**PAGE TEXT:**
*****
“Life is [like] a dream” – Part 2

(Prologue: I’ve got first-hand experience that a real understanding of the laws of karma can substantially change our lives for the better. I created this weblog to share information and personal experience with others. May it be of benefit!)

In the post of March 01’09 below, I noted that, while I found Row Row Row Your Boat, a child’s nursery rhyme, helpful in understanding the nature of reality, it still didn’t answer the question of why life is like a dream. I also asked the reader to note that

“We must be very clear that only the self that is being grasped as intrinsically real needs to be negated. The self as a conventional phenomenon is not rejected.” (source: From book by HH Dalai Lama XIV)

I quoted a story the Buddha told about why we are so confused about who we are. Please see previous post for the quote.

He talks about the “false views”: believing that we have a separate, permanent, intrinsically-existing self  ( oneness”), that is different from the other separate, permanent, intrinsically-existing selves (otherness”) around us.

When you ask someone, “what is the self?” the answer will usually be a list of parts or items — the self is the body-mind, my history, my memory, my thoughts. Our most basic assumption is that everything inside this bag of skin is me and everything outside of it is the rest of the universe. (source: In the Face of Fear; article by John Daido Loori: “Getting to the Bottom of Stress”)

and:

Karma is created by two situations [false views]: the sense of me-ness or I-ness and the sense of other. “I am what I am, therefore things are as they are.” <Karma Seminar>

So, in a very real sense, the line from a Beatles’ song “I am he as you are he as you are me as we are all together,” rings true.

We may know intellectually that we are not permanent or solid. After all, this “self” — that has no existence apart from relative causes and conditions — dies. But we act as if we are a continuous, separate self….”Hi, my name is ___. I have two children, two cars, work at ___job, take holidays at _______, have four credit cards, play tennis,” etc. etc. etc. You get the idea. But just in case I didn’t explain it well enough, this quote might help:

I built up this story in my mind of who I am, it goes like this: Tough, independent chick.  Has a killer career, does not need a man to make her happy.  May get married around 30 (but never before), adopt a cute little Asian at 35.  Will live in a loft in a big city with big city friends and run marathons and charities on the weekends. (source: please click here)

After a while, we might wonder “Is that who I am? Is this all I am?” (page 5)
*****
[Part of a data file]

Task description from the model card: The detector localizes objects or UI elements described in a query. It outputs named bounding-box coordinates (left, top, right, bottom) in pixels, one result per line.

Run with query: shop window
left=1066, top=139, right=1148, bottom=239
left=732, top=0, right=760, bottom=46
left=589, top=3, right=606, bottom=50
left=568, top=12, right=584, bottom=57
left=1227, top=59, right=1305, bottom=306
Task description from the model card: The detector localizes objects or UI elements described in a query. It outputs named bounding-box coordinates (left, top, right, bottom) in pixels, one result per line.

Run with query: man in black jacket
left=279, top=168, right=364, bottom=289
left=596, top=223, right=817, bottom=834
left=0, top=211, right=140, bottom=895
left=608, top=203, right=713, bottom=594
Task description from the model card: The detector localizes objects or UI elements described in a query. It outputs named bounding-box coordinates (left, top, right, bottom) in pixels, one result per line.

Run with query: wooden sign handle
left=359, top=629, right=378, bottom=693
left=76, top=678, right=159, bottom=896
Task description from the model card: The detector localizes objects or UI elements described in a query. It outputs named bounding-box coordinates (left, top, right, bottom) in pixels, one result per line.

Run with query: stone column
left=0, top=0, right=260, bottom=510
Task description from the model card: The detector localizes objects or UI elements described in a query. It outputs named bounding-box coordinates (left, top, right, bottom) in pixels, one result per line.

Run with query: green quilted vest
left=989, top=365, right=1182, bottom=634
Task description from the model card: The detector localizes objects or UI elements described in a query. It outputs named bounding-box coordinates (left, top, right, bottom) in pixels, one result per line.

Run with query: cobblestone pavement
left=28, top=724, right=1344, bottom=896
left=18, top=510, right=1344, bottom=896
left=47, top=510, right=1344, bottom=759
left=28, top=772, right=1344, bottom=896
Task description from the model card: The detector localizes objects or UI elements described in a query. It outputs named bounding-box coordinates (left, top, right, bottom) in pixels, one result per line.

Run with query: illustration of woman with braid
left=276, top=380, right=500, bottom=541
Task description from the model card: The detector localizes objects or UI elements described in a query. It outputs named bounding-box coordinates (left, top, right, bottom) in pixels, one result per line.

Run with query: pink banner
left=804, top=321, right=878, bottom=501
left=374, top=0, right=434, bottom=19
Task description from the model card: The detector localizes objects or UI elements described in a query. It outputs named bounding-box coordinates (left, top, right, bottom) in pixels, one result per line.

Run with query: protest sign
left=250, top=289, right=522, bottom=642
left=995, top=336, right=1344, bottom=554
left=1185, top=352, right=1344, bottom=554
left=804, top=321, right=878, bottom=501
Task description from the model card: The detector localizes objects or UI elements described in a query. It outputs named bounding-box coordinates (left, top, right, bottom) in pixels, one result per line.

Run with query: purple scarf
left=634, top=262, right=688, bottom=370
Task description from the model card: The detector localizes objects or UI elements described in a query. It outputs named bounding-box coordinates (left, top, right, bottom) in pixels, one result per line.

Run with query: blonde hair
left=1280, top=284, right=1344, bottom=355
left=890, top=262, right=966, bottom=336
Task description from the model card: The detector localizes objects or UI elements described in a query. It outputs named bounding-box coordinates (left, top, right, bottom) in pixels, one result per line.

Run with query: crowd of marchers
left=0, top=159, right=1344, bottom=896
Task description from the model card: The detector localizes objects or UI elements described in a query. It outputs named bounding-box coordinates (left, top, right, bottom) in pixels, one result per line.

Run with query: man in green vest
*****
**TASK SET:**
A. Answer these questions using the blog post on life being like a dream:
(i) Which nursery rhyme did the writer find helpful in understanding the nature of reality?
(ii) According to the Karma Seminar quote, what two situations create karma?
(iii) A line from whose song is said to ring true?
B. Carry on the blog post on life being like a dream, starting after its last sentence.
These records were taken from a different source.

**RESULTS IN ORDER:**
A.
(i) Row Row Row Your Boat
(ii) The sense of me-ness or I-ness and the sense of other
(iii) The Beatles

B.
Apparently not.

The Dalai Lama talks about “the two truths” — relative and ultimate. I have found this immensely helpful.

On the relative plane: Imagine taking a walk along a beach with fine white sand. It would be startling to see one grain of sand jump up to try to get our attention. That’s what ego does.  Waking up from this dream (or nightmare), where we confuse a conceptual, manufactured — what Eckhart Tolle calls a “phantom” — self for what is really a collection of moments that are fleeting and impermanent, is our lifetime job. <see also Glossary under conventional wisdom 12links >

I used to get upset when I heard phrases like “who we really are,” and “seeing things as they are.” What did that mean? I came to the conclusion that it meant seeing things beyond the confusion caused by the erroneous belief in a world with permanent substance. It means seeing things beyond the concepts we superimpose on them. We are only seeing our own projections, not the thing itself.

One of the clearest descriptions of these phrases is

To see things just as they are — what does that really mean? It means to see without delusion; to see clearly, without confusion….This is the realization that while the appearances [what we call “phenomena”] of this life arise and cease, basic mind is unceasing.

On the ultimate plane, we are the universe itself, whose nature we reflect. There is only theunfabricated nature of mind itself. A primordial wisdom that no one owns but that we all reflect. See also “Glossary” under ultimate level 12links >

The good news is that we do not have to take any action whatsoever to connect with who we truly are. For example, we do not have to merge with ultimate reality. We are that reality.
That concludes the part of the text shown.